**Problem**. Print the entries underneath word for word, omitting whatever pictures they contain.

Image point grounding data
>>
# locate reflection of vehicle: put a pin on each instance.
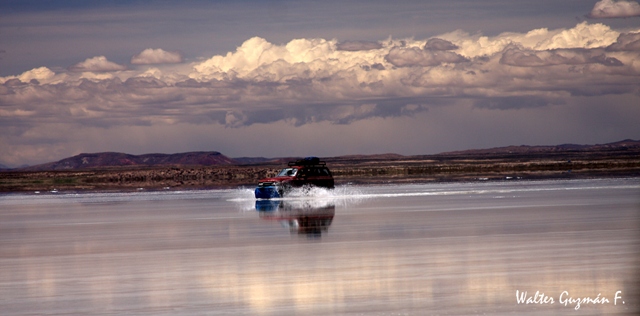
(301, 217)
(305, 172)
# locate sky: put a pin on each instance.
(322, 78)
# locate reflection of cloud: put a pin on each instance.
<<
**Exercise solution**.
# locate reflection of vehicle: put a pin on each instance.
(301, 217)
(305, 172)
# locate sky: put a pin on each instance.
(322, 78)
# locate reflection of cloud: put a pin on each instance.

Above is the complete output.